Text:
Friday, September 12, 2014

Exploring a woman.



One of the perks in working for news broadcasting is that you read tons of great articles from different media every day. Most of it is just to check if there is something big happening in your region or in the world. However, some articles truly catch your eye. And you start digging deeper.
I’m usually copying the links to the articles that looked interesting for me to my special “treasure file” to check it later more attentively. It turned out that all three stories that I picked during my first week of internship at the TV News are about women. Well, I guess, I really can’t avoid that topic in my writing….
These stories about women choosing their paths made me wondering what feelings and thoughts they had while taking certain directions in life. If I were them, why would I decide to become what they became? Would I understand them as a woman?

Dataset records

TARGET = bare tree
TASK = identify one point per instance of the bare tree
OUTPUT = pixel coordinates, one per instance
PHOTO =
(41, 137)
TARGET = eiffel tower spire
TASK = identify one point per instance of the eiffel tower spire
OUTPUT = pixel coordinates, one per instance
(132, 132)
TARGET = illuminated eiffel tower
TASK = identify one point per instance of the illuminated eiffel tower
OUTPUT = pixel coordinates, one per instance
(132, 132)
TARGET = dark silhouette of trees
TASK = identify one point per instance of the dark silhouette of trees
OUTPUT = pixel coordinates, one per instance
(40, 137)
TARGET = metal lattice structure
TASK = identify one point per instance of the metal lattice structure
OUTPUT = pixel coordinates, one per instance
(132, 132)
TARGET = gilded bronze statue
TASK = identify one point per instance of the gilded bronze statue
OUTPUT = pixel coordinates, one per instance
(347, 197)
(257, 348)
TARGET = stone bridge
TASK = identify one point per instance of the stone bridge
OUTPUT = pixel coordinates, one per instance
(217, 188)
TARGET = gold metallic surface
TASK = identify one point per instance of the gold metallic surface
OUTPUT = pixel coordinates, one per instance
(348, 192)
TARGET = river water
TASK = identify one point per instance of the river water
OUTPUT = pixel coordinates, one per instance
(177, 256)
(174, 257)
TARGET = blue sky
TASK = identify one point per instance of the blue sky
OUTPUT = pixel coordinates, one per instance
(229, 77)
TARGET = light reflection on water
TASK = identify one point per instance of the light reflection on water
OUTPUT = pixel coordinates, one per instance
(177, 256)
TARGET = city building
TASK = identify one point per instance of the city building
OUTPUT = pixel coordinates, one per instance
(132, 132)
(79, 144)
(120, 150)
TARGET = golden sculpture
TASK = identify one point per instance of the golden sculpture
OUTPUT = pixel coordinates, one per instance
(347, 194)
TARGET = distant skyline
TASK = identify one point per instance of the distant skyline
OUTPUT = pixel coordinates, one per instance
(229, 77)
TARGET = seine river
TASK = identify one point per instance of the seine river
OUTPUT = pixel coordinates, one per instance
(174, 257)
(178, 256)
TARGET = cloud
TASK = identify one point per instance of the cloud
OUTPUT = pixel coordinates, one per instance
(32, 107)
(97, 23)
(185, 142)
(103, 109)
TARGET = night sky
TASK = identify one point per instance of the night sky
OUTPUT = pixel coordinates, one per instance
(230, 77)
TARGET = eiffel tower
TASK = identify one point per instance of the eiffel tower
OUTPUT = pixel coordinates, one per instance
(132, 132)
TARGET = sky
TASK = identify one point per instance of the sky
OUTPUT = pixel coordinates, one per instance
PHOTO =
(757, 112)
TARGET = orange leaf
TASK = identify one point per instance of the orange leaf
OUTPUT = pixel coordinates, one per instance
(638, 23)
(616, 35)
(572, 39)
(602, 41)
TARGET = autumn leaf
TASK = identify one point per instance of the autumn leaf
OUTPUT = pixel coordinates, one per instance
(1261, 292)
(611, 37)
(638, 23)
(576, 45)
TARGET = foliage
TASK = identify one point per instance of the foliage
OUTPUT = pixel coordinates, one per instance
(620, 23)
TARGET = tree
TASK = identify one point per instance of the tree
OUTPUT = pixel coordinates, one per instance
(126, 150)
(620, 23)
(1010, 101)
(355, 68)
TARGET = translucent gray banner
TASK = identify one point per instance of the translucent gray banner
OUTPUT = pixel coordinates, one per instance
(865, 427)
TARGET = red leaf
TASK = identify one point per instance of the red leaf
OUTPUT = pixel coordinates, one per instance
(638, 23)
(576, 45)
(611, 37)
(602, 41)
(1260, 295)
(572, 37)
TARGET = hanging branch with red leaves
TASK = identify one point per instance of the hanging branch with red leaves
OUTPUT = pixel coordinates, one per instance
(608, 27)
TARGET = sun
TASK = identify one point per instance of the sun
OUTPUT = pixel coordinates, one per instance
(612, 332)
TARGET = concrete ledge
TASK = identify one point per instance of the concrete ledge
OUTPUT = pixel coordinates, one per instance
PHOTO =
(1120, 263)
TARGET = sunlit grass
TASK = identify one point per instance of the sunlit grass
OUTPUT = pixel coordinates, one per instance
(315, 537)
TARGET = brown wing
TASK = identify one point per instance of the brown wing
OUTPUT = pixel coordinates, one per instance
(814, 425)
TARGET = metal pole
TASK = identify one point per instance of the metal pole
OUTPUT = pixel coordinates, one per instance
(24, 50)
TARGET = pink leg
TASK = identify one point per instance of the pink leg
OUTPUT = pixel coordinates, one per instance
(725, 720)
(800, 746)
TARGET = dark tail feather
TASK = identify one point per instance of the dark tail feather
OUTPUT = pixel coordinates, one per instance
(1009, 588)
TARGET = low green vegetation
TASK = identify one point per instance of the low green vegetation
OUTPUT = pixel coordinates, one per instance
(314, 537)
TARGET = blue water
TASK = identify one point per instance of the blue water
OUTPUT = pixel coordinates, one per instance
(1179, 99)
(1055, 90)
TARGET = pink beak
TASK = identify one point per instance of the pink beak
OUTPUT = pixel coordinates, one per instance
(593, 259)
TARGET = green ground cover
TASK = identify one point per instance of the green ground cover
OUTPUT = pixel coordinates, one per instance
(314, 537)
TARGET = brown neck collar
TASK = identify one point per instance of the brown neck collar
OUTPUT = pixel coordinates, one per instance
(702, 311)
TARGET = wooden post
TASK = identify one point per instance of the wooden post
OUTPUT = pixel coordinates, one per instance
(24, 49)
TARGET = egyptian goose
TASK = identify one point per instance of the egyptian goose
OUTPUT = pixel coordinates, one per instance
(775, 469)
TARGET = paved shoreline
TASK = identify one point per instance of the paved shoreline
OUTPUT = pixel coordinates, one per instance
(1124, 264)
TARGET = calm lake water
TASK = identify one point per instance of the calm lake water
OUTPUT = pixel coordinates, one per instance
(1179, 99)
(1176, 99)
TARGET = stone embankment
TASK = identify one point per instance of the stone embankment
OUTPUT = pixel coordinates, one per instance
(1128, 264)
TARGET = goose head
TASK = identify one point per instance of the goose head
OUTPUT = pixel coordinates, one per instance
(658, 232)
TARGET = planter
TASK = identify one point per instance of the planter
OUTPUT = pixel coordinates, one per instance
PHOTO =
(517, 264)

Work item A:
Answer these questions on the blog post:
(i) Where does the writer save links to articles that look interesting?
(ii) In which week of the internship were the three stories picked?
(iii) Where is the writer doing the internship?
Work item B: Sum up the blog post in two sentences.
Work item C: Please go on with the blog post about the stories of women, starting after its last sentence.
The records have no connection to the blog post.

Answer box A:
(i) In a special "treasure file"
(ii) The first week
(iii) At the TV News

Answer box B: Working in news broadcasting, the writer reads many articles every day and saves links to the ones that catch the eye in a "treasure file" to read more closely later. All three stories picked during the first week of the internship at the TV News turned out to be about women choosing their paths, and they made the writer wonder what those women felt and thought and why they became what they became.

Answer box C:
Instead of yelling about feminism while living myself in a world with a great number of options and without tough decisions, I’d rather try to understand those women who don’t have that luxury; to be able to help instead of blindly imposing my beliefs on them.
A 7-years-old girl in El Salvador ran away from home because nobody really cared about her and her uncle physically abused her every day. A 16-years-old member of the Mara Salvatrucha, or the MS13, one of the largest Salvadoran gangs, got arrested for having killed six children from the other street gang. Who do we sympathize more? The answer is obvious. However, it’s the same person. Article call these people “victims and perpetrators”.
What happened during these 9 years with the brave, little girl? Life happened. Her brother, who helped her when she ran away, was killed by the other street gang while she was raped by the age of 8.
The story doesn’t end there. In prison she participated in a creative writing program and now leaving the prison at her 21, she is looking for a different life. Did she really have a choice for her way in life? I’m not sure. Did she ever think about “choosing” some direction? When you just need to survive, I don’t think you ask such questions.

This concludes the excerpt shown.